RECORDS FOR THIS TASK:
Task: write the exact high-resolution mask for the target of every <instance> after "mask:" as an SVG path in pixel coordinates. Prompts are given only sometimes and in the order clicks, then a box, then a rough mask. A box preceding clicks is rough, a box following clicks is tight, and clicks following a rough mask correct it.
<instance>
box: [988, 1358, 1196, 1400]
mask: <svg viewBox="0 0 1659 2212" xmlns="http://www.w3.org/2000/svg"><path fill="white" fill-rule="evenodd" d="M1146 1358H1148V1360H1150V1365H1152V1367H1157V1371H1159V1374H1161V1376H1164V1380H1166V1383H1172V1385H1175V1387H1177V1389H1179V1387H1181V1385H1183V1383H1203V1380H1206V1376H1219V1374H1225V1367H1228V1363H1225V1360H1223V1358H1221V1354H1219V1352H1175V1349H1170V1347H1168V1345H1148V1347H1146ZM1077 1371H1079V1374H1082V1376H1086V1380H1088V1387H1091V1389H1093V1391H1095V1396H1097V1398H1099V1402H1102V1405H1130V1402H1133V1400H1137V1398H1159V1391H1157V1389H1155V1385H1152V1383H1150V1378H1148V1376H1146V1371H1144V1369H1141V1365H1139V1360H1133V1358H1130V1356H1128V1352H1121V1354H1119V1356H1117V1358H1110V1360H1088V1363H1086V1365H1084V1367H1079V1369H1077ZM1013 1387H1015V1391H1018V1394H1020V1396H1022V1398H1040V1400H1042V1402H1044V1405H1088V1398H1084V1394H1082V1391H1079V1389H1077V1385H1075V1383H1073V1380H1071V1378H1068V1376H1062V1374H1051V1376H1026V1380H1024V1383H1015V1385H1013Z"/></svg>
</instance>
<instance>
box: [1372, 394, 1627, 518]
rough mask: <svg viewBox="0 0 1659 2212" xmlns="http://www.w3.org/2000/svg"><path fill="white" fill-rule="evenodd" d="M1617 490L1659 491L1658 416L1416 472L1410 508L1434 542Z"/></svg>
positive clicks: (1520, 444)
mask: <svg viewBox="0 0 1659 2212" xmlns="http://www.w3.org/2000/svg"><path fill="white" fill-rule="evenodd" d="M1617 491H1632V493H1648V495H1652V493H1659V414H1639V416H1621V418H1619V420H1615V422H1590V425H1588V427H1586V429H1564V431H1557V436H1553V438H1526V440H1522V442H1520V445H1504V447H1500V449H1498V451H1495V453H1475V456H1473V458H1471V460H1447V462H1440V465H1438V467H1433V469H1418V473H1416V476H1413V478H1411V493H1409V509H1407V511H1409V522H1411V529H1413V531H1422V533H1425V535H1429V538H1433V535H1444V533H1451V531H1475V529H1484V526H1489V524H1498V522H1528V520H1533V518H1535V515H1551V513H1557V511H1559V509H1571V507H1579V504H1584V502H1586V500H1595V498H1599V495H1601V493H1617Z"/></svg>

WORK TO BE COMPLETED: Please give the data again with every "rough mask" swapped for "coarse mask" and everything else unchanged.

OUTPUT FOR THIS TASK:
Task: write the exact high-resolution mask for the target of every <instance> after "mask:" as an SVG path in pixel coordinates. Prompts are given only sometimes and in the order clicks, then a box, then a coarse mask. A box preceding clicks is rough, a box following clicks is tight, and clicks following a coarse mask correct it.
<instance>
box: [988, 1358, 1196, 1400]
mask: <svg viewBox="0 0 1659 2212" xmlns="http://www.w3.org/2000/svg"><path fill="white" fill-rule="evenodd" d="M1146 1358H1148V1360H1150V1365H1152V1367H1157V1371H1159V1374H1161V1376H1164V1380H1166V1383H1172V1385H1175V1387H1177V1389H1179V1387H1181V1385H1183V1383H1203V1380H1206V1376H1219V1374H1225V1367H1228V1363H1225V1360H1223V1358H1221V1354H1219V1352H1175V1349H1170V1347H1168V1345H1148V1347H1146ZM1077 1371H1079V1374H1082V1376H1086V1380H1088V1387H1091V1389H1093V1391H1095V1396H1097V1398H1099V1402H1102V1405H1130V1402H1133V1400H1137V1398H1159V1391H1157V1389H1155V1385H1152V1383H1150V1378H1148V1376H1146V1371H1144V1369H1141V1365H1139V1360H1133V1358H1130V1356H1128V1352H1121V1354H1119V1356H1117V1358H1110V1360H1088V1363H1086V1365H1084V1367H1079V1369H1077ZM1013 1387H1015V1391H1018V1394H1020V1396H1022V1398H1040V1400H1042V1402H1044V1405H1088V1398H1084V1394H1082V1391H1079V1389H1077V1385H1075V1383H1073V1380H1071V1378H1068V1376H1062V1374H1051V1376H1026V1380H1024V1383H1015V1385H1013Z"/></svg>
</instance>
<instance>
box: [1372, 394, 1627, 518]
coarse mask: <svg viewBox="0 0 1659 2212" xmlns="http://www.w3.org/2000/svg"><path fill="white" fill-rule="evenodd" d="M1617 490L1659 491L1658 416L1416 472L1410 508L1434 542Z"/></svg>
positive clicks: (1520, 444)
mask: <svg viewBox="0 0 1659 2212" xmlns="http://www.w3.org/2000/svg"><path fill="white" fill-rule="evenodd" d="M1617 491H1632V493H1648V495H1652V493H1659V414H1639V416H1621V418H1619V420H1615V422H1590V425H1588V427H1586V429H1564V431H1557V436H1553V438H1526V440H1522V442H1520V445H1504V447H1500V449H1498V451H1495V453H1475V456H1473V458H1471V460H1447V462H1440V465H1438V467H1433V469H1418V473H1416V476H1413V478H1411V493H1409V509H1407V511H1409V522H1411V529H1413V531H1422V533H1425V535H1429V538H1433V535H1444V533H1451V531H1475V529H1484V526H1489V524H1498V522H1528V520H1533V518H1535V515H1551V513H1557V511H1559V509H1571V507H1579V504H1584V502H1586V500H1595V498H1599V495H1601V493H1617Z"/></svg>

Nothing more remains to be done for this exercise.